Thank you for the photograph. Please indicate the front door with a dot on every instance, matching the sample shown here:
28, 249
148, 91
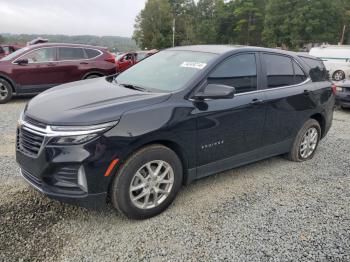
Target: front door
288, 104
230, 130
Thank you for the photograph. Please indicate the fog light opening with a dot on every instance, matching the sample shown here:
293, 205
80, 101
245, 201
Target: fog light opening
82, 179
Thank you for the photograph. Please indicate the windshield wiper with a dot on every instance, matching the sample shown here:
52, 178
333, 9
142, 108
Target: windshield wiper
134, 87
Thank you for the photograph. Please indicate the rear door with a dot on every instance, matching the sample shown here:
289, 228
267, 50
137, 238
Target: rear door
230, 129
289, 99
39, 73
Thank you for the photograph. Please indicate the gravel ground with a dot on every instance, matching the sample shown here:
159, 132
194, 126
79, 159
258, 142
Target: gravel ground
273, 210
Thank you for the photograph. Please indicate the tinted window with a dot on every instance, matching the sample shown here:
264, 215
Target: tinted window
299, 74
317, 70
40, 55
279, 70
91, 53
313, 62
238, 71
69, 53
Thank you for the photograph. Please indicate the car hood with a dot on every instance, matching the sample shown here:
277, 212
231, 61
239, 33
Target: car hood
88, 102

---

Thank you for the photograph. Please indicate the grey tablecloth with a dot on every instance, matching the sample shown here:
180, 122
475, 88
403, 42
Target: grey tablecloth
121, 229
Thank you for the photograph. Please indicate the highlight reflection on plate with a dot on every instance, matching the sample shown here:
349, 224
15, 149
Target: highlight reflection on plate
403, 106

# [Exercise]
Show every line of the rows above that contains the word "rear".

# [Result below]
Thank you for the photograph. Please indicate the rear door with a dot on every instance, matching the sample shown here:
Target: rear door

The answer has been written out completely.